■ Assigned task ■
Below are the records. Restate word for word every line from the one that contains "Reviewer note: check that every instance of the orange" through the final line, both included.

····················

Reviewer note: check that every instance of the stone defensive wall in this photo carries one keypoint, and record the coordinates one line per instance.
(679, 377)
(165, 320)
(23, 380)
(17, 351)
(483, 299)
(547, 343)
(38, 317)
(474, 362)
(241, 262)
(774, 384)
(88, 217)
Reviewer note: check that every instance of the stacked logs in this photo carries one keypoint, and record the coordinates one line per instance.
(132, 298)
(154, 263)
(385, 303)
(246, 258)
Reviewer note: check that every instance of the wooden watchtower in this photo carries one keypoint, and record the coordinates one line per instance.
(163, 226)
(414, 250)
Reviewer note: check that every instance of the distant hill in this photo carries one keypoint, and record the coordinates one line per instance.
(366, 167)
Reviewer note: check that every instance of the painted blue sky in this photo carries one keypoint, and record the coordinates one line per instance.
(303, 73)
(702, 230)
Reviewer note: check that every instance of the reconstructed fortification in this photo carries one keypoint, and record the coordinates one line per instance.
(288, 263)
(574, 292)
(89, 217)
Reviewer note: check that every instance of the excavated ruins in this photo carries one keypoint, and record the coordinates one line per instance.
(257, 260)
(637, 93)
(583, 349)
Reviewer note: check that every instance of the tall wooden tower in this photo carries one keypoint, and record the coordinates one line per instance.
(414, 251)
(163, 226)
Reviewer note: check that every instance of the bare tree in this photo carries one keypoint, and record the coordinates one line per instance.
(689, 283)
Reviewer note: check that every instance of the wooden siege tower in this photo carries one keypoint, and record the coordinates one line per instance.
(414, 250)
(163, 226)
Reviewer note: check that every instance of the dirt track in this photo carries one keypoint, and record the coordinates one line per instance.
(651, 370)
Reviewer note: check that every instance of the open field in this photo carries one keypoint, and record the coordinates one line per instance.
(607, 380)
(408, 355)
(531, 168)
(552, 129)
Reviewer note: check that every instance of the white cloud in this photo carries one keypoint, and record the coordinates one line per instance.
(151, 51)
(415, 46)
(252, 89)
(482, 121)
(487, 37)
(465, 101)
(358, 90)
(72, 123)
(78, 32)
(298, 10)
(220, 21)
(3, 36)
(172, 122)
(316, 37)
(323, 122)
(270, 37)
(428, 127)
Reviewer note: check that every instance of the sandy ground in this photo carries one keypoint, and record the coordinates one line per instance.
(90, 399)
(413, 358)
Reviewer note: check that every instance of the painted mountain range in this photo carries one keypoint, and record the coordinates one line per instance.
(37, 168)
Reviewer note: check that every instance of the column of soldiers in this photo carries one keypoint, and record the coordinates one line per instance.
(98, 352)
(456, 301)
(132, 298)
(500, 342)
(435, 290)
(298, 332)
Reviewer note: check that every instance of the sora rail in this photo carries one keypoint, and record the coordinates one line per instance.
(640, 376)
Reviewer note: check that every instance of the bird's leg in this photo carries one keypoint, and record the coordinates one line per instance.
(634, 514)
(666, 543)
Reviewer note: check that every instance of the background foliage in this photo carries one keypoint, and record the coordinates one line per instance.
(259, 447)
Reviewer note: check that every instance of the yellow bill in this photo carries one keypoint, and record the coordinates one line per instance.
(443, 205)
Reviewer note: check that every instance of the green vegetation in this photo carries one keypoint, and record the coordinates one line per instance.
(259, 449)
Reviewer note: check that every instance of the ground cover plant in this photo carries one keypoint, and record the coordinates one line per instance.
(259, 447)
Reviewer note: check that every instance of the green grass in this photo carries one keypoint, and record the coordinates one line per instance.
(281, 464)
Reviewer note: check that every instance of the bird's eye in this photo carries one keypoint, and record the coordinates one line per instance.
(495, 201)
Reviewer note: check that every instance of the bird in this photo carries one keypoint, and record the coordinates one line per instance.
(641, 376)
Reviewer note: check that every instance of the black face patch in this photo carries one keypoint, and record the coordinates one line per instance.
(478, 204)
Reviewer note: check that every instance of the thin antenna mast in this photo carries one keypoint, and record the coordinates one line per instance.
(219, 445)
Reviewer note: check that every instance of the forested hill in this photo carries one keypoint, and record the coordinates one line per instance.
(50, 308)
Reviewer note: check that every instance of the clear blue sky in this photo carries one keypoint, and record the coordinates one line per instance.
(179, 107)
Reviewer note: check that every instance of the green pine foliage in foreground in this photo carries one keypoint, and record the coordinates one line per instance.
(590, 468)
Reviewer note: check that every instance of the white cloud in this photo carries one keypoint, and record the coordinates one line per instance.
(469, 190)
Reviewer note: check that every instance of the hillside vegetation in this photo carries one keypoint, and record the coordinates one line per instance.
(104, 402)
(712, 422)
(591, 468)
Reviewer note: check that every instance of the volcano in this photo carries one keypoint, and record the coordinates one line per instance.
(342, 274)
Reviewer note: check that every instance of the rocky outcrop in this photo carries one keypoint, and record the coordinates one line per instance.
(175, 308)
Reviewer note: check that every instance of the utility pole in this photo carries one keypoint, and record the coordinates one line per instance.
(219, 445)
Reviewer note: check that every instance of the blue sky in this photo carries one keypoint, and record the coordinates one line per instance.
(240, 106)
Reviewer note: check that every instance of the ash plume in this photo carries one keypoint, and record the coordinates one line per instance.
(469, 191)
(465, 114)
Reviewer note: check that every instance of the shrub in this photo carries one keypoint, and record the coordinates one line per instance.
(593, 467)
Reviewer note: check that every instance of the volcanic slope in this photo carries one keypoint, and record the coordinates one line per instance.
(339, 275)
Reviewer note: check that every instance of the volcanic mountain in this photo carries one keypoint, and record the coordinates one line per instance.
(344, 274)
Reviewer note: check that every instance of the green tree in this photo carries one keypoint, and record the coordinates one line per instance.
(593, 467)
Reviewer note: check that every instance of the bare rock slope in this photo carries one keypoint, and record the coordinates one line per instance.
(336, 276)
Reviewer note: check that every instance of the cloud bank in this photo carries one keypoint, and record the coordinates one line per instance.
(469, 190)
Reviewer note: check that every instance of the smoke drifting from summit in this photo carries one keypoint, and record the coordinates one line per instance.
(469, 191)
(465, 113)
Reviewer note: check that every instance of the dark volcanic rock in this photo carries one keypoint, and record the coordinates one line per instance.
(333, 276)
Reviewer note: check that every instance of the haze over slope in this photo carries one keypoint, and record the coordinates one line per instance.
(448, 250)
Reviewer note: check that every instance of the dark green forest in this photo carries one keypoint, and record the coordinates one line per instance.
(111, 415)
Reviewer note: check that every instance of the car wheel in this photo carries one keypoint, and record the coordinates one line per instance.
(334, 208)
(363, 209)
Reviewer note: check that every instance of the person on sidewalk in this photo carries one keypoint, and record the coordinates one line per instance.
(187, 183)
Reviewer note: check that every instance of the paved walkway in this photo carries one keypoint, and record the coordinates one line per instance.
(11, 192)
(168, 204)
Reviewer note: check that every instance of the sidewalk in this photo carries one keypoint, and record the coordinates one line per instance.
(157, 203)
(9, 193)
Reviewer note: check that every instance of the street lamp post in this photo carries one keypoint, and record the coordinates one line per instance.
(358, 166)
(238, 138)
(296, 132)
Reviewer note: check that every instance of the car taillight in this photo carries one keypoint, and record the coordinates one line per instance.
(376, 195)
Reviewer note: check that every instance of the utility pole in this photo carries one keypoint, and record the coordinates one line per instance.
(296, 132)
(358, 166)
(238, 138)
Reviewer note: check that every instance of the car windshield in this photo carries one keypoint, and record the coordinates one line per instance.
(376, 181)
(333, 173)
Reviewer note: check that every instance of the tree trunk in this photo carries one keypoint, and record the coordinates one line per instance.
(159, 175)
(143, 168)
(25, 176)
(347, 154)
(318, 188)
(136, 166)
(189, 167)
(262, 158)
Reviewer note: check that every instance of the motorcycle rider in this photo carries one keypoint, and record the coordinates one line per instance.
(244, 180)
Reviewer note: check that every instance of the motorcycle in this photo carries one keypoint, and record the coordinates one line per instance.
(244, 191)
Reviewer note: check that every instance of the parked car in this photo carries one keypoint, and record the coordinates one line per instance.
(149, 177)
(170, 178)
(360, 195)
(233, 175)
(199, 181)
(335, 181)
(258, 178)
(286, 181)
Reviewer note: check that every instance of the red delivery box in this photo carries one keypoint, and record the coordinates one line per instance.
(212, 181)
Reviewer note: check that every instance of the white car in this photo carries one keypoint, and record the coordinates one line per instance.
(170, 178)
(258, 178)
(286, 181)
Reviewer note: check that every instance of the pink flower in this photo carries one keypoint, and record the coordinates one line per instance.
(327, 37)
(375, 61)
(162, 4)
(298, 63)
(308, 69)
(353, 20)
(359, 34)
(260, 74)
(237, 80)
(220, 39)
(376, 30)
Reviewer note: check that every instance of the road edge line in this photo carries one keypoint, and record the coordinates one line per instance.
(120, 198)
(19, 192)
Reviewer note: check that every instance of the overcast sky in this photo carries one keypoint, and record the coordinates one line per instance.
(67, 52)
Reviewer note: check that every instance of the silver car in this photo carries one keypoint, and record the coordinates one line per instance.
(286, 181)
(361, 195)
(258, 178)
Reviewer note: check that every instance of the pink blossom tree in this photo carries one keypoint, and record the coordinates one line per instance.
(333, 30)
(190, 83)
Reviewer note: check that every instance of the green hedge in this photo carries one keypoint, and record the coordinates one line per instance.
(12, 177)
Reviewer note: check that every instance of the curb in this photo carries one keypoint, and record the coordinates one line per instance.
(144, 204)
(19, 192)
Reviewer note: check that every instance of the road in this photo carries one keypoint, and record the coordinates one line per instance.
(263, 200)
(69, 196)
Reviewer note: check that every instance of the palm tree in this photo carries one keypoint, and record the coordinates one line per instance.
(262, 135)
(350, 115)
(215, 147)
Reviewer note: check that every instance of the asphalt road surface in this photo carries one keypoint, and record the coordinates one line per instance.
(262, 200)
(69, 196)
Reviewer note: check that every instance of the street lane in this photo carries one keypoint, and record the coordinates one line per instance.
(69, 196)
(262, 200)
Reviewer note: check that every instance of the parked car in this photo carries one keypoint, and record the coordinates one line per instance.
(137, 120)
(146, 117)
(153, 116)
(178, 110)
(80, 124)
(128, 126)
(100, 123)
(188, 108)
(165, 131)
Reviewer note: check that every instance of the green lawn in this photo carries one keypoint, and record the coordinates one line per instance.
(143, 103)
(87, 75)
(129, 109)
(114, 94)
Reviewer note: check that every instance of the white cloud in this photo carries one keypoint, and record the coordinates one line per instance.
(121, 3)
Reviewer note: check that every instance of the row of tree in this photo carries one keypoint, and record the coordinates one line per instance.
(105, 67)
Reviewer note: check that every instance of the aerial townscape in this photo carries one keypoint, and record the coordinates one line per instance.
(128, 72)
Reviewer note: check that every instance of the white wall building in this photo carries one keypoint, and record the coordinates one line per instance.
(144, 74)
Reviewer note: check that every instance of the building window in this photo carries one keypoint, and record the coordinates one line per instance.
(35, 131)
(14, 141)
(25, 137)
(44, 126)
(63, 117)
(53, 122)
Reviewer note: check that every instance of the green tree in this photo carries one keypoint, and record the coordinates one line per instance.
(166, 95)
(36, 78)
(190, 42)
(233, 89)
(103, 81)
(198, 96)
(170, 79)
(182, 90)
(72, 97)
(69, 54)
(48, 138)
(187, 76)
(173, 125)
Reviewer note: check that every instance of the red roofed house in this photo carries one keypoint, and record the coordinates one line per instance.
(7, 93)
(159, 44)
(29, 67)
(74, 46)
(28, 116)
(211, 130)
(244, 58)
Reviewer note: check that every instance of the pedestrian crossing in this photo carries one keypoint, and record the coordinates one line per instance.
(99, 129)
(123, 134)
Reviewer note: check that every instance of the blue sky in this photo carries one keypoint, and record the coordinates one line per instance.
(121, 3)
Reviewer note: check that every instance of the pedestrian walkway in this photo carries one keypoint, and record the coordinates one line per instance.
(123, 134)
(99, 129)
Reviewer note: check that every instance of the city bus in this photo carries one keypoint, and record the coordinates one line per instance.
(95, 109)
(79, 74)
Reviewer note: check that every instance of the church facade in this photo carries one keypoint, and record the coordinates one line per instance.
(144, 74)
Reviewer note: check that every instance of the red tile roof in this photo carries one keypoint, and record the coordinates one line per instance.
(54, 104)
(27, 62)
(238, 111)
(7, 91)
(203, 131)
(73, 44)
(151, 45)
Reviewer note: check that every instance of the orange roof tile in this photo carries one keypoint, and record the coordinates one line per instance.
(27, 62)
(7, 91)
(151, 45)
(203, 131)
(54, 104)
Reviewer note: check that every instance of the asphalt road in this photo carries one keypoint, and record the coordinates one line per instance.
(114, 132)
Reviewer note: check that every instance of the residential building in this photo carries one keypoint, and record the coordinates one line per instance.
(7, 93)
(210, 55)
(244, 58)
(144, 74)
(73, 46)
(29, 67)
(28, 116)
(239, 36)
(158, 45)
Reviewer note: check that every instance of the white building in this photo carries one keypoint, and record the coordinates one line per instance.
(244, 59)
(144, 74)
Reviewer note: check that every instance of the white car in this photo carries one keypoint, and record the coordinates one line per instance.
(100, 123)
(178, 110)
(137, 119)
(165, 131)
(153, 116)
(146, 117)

····················

■ Exercise result ■
Reviewer note: check that every instance of the orange roof tile in this photo carries one keypoint, and record the coordinates one line per instance.
(27, 62)
(7, 91)
(151, 45)
(203, 131)
(54, 104)
Reviewer note: check that every instance of the asphalt road in this photo carries one keypoint, and record the coordinates one line per instance.
(114, 132)
Reviewer note: check that every instance of the residential building in this photo carries one keypoint, and record the coordinates one line per instance.
(7, 93)
(210, 55)
(244, 58)
(144, 74)
(73, 46)
(29, 67)
(28, 116)
(239, 36)
(158, 45)
Reviewer note: check that every instance of the white building in this photo carries one keypoint, and record the coordinates one line per instance.
(244, 59)
(144, 74)
Reviewer note: check that every instance of the white car in this photo carries one keypoint, and record the coordinates one line per instance.
(100, 123)
(178, 110)
(137, 119)
(165, 131)
(153, 116)
(146, 117)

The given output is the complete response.